> **TRY IT**
The task calls for every line of the data to be repeated exactly.

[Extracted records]
-- Opening Marker --
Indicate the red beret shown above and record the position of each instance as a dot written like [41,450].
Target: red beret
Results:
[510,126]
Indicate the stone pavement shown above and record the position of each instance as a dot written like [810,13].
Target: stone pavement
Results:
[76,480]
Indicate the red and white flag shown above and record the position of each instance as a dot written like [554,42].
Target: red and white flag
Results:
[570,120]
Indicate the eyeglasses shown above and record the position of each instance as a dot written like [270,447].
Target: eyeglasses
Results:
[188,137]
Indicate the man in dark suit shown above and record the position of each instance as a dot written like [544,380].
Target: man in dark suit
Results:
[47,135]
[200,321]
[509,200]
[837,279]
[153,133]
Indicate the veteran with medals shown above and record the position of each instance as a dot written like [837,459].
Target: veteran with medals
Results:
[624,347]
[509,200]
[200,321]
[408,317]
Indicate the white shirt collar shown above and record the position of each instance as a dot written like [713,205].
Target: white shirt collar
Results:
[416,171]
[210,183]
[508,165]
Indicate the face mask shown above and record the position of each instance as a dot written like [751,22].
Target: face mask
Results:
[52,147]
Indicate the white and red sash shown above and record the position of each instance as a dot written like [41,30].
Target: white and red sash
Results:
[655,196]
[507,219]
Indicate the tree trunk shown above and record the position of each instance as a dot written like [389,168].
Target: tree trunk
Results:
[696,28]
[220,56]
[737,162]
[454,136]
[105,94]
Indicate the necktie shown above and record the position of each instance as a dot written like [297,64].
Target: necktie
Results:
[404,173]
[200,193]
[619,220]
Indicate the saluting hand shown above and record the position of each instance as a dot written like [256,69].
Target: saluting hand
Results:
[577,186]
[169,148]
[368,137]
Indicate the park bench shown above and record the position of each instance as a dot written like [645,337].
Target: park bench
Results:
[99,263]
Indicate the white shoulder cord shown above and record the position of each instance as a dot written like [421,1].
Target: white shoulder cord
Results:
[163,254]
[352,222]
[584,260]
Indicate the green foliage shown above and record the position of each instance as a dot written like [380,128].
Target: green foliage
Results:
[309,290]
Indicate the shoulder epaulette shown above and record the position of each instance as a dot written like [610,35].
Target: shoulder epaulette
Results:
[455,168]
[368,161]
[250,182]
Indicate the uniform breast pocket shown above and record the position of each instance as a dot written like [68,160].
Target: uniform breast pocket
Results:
-- Closing Marker --
> **EXERCISE OUTPUT**
Indicate the red beret shown above and record the position of each instance as a dot written like [41,450].
Target: red beret
Results:
[510,126]
Indicate the stone pavement shown above and record the position of each instance as a dot written like [810,13].
Target: stone pavement
Results:
[76,480]
Indicate the red and white flag shown above and record the position of each instance as a dot written like [554,42].
Target: red and white flag
Results:
[570,120]
Indicate the eyeglasses shown above and record the position of each instance as a dot written like [270,447].
Target: eyeglasses
Results:
[188,137]
Indicate the man in dark suit shown above and record the position of each instance as a dot written like [544,380].
Target: man in dark suit
Results:
[47,135]
[200,321]
[509,200]
[837,279]
[153,133]
Indicate the veteran with medals shown above and record the position of each instance as a dot written like [837,459].
Target: veteran with medals
Results:
[624,347]
[509,200]
[200,321]
[408,317]
Indicate the white shirt collar shown above and record the position of each instance as a dot written like [713,205].
Target: white shirt collar
Results:
[416,171]
[210,183]
[508,165]
Indicate the face mask shown above and record the position of each instance as a dot written like [751,22].
Target: face mask
Results:
[52,147]
Indicate the white and red sash shown above and record the position of each instance as a dot written like [41,30].
Target: white and red sash
Results:
[655,196]
[507,219]
Indicate the tree trunk shown above and record the position of each instance as a dot written like [389,168].
Target: tree trunk
Results:
[696,28]
[220,56]
[737,162]
[454,136]
[105,94]
Indicate the necktie shown above and record the position of each instance as a dot written like [297,64].
Target: necktie
Results:
[404,173]
[200,193]
[619,220]
Indicate the saluting hand shown above and record the position of each instance as a dot written like [256,69].
Target: saluting hand
Results:
[577,186]
[169,148]
[368,137]
Indicate the park bench shown above and record the position of each instance as a dot written like [645,337].
Target: park bench
Results:
[99,263]
Indicate the white shoulder cord shown above and record the position of each instance as a dot written like [421,1].
Target: white shoulder cord
Results:
[163,254]
[352,222]
[584,260]
Indicate the green foliage shown above and record the position of each instance as a dot written like [380,128].
Target: green foliage
Results:
[309,290]
Indicate the shoulder epaulette shown above and record the position of each instance as a dot written like [610,35].
Target: shoulder epaulette
Results:
[455,168]
[368,161]
[250,182]
Indicate the uniform breast pocket shown above and record the position of each instance as a dot written like [68,160].
Target: uniform breast pocket
Results:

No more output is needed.